Directions: Write out the full set of records exactly. Any pictures in them do not belong in the copy.

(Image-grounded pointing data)
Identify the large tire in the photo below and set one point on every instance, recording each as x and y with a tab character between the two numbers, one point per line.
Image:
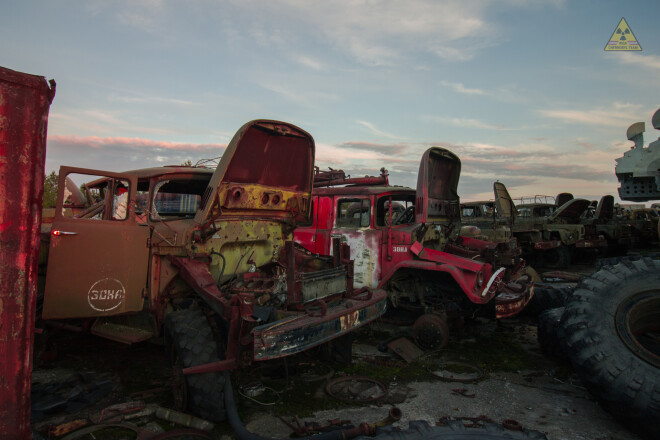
612	324
192	343
454	430
550	334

Response box:
Identify the large tire in the photo below and set one point on every instance, recording each as x and y with a tab character between the two numbers, one point per line.
Image:
612	324
192	343
454	430
550	334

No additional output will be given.